-- Data rows start --

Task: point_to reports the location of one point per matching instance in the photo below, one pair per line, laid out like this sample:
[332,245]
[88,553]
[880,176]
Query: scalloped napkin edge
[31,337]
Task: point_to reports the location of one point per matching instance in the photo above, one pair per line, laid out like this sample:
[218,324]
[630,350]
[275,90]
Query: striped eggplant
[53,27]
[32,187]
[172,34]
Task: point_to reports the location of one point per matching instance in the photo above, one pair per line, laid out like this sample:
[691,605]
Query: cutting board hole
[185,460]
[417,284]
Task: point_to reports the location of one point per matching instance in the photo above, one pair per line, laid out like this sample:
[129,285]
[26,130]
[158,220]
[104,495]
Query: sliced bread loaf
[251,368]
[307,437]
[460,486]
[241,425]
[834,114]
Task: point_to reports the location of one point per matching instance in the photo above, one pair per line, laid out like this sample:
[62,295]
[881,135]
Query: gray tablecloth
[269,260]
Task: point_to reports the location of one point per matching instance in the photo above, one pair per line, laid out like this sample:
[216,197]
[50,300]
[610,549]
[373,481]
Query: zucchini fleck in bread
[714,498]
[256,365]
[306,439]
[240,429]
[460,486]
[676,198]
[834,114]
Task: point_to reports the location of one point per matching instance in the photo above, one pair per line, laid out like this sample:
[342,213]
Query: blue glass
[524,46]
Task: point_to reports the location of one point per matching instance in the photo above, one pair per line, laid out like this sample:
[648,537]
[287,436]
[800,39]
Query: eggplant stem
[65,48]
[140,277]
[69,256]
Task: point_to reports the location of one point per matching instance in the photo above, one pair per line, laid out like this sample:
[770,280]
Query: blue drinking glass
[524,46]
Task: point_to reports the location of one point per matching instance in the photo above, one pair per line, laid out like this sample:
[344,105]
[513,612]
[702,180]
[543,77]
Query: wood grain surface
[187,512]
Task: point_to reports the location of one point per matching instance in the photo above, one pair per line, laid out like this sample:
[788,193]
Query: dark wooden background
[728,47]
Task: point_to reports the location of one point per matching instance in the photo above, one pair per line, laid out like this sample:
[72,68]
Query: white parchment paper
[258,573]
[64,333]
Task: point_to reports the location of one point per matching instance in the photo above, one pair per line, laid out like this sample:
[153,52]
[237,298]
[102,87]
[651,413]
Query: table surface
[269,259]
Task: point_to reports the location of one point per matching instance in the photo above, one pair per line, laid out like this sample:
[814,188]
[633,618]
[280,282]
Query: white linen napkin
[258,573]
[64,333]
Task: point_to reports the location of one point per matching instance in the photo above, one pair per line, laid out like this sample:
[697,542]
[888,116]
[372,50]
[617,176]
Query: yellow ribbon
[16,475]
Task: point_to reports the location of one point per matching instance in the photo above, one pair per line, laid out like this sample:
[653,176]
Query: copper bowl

-- Data rows end --

**The problem**
Extract each line in the entries above that contains the word "white".

**Task solution**
Query: white parchment paper
Query: white linen napkin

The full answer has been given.